# Job:
Pull out every line below that contains the word "shed".

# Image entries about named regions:
________________________

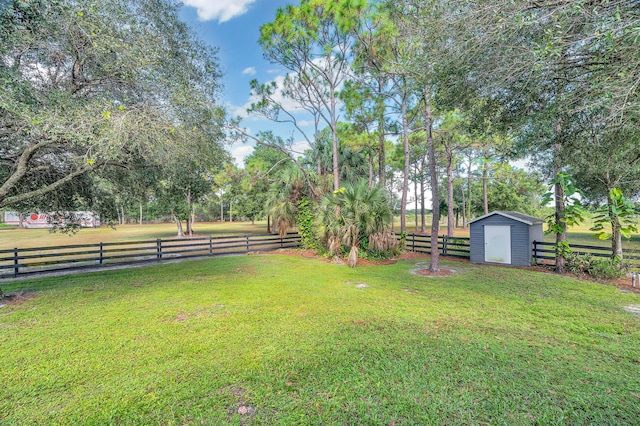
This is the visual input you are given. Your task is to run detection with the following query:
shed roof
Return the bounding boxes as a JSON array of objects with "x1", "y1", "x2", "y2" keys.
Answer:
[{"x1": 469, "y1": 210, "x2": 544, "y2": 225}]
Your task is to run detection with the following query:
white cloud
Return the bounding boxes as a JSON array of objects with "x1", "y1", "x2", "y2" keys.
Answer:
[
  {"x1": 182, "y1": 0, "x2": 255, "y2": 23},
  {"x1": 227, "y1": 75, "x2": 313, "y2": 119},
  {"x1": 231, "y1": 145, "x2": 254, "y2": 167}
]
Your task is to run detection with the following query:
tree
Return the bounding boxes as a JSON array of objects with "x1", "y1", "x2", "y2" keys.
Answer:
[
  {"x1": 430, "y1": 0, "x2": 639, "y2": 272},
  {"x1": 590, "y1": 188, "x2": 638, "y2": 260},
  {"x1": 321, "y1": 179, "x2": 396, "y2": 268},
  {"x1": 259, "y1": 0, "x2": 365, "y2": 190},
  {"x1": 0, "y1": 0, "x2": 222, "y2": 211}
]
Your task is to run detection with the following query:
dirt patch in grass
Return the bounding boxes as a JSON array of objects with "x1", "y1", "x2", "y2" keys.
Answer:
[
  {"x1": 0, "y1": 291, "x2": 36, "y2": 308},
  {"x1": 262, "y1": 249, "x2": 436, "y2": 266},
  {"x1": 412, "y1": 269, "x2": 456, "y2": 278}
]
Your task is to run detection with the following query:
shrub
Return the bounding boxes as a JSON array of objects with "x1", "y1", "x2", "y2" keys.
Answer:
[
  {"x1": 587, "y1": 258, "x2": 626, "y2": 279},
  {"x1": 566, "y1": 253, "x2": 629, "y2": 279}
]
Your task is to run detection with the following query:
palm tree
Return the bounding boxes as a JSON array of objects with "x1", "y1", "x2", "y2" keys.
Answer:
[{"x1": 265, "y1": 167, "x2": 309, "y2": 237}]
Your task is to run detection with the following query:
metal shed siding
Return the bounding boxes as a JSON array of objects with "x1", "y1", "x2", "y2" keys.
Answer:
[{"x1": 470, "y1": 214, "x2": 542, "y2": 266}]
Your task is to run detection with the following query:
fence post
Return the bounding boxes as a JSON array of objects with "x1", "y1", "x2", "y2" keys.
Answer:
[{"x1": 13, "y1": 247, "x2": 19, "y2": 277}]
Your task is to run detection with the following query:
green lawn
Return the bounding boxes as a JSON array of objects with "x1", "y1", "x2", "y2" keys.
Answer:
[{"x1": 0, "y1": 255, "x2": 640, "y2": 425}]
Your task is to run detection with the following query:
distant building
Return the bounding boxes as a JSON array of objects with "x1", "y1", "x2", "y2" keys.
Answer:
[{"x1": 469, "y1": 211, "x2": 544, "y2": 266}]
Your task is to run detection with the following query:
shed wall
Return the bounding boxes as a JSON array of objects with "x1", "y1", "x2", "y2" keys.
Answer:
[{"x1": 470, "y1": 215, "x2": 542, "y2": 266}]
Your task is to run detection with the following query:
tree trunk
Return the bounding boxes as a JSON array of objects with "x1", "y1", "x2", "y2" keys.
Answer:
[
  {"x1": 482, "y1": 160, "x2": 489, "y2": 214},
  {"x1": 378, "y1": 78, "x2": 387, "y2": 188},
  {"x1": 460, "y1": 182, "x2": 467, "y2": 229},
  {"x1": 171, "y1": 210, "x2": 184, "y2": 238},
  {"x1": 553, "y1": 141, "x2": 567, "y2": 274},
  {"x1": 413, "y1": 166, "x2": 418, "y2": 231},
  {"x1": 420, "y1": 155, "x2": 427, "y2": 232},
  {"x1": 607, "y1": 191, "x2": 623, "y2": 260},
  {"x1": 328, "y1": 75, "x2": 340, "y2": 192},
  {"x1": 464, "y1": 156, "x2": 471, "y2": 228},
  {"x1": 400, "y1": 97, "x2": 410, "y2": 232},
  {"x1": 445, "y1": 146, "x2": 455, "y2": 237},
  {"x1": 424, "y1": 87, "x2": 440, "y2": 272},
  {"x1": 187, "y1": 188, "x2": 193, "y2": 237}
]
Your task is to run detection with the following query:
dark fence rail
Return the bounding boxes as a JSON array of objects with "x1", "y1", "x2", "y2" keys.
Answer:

________________________

# Answer to this exercise:
shed roof
metal shed siding
shed wall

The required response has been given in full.